→ Stated task
Render every line of the records below as a Markdown table, skipping blank lines, with the columns n for the row number and Line for the text of that line.

→ Records of labeled points
<<<<
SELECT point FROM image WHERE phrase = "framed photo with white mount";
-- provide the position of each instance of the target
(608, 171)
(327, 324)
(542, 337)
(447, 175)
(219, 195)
>>>>
→ Output
| n | Line |
|---|---|
| 1 | SELECT point FROM image WHERE phrase = "framed photo with white mount"; |
| 2 | -- provide the position of each instance of the target |
| 3 | (608, 171) |
| 4 | (327, 324) |
| 5 | (542, 337) |
| 6 | (447, 175) |
| 7 | (219, 195) |